Work order
Reproduce every one of the rows below verbatim, leaving each line unchanged.

[Dataset entries]
····················

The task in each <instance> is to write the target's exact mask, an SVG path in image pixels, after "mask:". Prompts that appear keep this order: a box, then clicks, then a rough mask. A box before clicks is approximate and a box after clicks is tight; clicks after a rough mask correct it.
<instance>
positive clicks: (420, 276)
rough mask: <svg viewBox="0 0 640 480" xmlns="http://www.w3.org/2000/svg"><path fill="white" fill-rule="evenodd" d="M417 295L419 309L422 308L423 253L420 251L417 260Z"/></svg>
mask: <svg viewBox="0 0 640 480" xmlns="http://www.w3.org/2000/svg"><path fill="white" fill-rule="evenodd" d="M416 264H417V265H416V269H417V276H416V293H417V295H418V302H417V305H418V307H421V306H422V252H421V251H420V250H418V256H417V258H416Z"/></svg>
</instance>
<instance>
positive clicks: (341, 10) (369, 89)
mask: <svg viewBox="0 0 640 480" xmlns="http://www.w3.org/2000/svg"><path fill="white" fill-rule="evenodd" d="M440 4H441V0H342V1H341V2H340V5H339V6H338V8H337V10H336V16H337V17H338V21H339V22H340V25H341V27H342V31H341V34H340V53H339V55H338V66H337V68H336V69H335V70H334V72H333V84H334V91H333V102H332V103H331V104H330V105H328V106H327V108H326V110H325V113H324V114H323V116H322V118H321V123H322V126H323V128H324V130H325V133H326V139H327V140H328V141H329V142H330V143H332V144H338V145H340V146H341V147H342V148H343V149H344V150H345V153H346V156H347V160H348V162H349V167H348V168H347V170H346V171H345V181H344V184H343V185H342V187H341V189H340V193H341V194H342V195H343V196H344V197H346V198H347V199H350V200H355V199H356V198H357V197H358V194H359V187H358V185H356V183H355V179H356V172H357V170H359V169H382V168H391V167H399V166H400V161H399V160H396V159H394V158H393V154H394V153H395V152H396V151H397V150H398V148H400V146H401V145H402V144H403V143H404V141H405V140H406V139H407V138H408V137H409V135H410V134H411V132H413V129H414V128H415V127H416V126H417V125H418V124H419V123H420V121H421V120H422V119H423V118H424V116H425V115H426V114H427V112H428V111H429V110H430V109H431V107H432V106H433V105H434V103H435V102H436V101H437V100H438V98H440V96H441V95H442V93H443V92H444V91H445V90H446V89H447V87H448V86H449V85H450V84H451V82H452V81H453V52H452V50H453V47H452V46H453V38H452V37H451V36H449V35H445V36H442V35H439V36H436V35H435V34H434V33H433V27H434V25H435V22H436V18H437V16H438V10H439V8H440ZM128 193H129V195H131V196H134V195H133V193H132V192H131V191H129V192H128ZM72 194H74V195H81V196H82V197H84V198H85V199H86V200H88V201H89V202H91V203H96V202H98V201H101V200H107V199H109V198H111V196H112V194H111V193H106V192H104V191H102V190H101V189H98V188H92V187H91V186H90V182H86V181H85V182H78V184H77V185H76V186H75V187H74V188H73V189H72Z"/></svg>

····················

Finished task
The task in each <instance> is to write the target's exact mask, an SVG path in image pixels, after "mask:". Prompts that appear keep this order: a box, then clicks, then a rough mask. A box before clicks is approximate and a box after clicks is tight; clicks after a rough mask correct it.
<instance>
positive clicks: (420, 276)
rough mask: <svg viewBox="0 0 640 480" xmlns="http://www.w3.org/2000/svg"><path fill="white" fill-rule="evenodd" d="M417 295L419 309L422 308L423 253L420 251L417 260Z"/></svg>
mask: <svg viewBox="0 0 640 480" xmlns="http://www.w3.org/2000/svg"><path fill="white" fill-rule="evenodd" d="M416 264H417V265H416V269H417V276H416V293H417V295H418V302H417V305H418V307H421V306H422V252H421V251H420V250H418V256H417V258H416Z"/></svg>
</instance>
<instance>
positive clicks: (341, 10) (369, 89)
mask: <svg viewBox="0 0 640 480" xmlns="http://www.w3.org/2000/svg"><path fill="white" fill-rule="evenodd" d="M440 4H441V0H342V1H341V2H340V5H339V6H338V8H337V10H336V16H337V17H338V21H339V22H340V25H341V27H342V31H341V34H340V53H339V55H338V66H337V68H336V69H335V70H334V72H333V84H334V91H333V102H332V103H331V104H330V105H328V106H327V108H326V110H325V113H324V114H323V116H322V118H321V123H322V126H323V128H324V130H325V133H326V139H327V140H328V141H329V142H330V143H332V144H338V145H340V146H341V147H342V148H343V149H344V150H345V153H346V156H347V160H348V162H349V167H348V168H347V170H346V171H345V181H344V184H343V185H342V187H341V189H340V193H341V194H342V195H343V196H344V197H346V198H347V199H350V200H355V199H356V198H357V197H358V194H359V187H358V185H356V183H355V179H356V172H357V170H359V169H382V168H391V167H399V166H400V161H399V160H396V159H394V158H393V154H394V153H395V152H396V151H397V150H398V148H400V146H401V145H402V144H403V143H404V141H405V140H406V139H407V138H408V137H409V135H410V134H411V132H413V129H414V128H415V127H416V126H417V125H418V124H419V123H420V121H421V120H422V119H423V118H424V116H425V115H426V114H427V112H428V111H429V110H430V109H431V107H432V106H433V105H434V103H435V102H436V101H437V100H438V98H440V96H441V95H442V93H443V92H444V91H445V90H446V89H447V87H448V86H449V85H450V84H451V82H452V81H453V52H452V50H453V47H452V46H453V38H452V37H451V36H449V35H445V36H442V35H439V36H436V35H435V34H434V33H433V27H434V25H435V22H436V18H437V16H438V10H439V8H440ZM128 193H129V195H131V196H134V195H133V193H132V192H131V191H129V192H128ZM72 194H74V195H81V196H82V197H84V198H85V199H86V200H88V201H89V202H91V203H96V202H98V201H101V200H107V199H109V198H111V196H112V194H111V193H106V192H104V191H102V190H101V189H98V188H92V187H91V186H90V182H86V181H85V182H78V184H77V185H76V186H75V187H74V188H73V189H72Z"/></svg>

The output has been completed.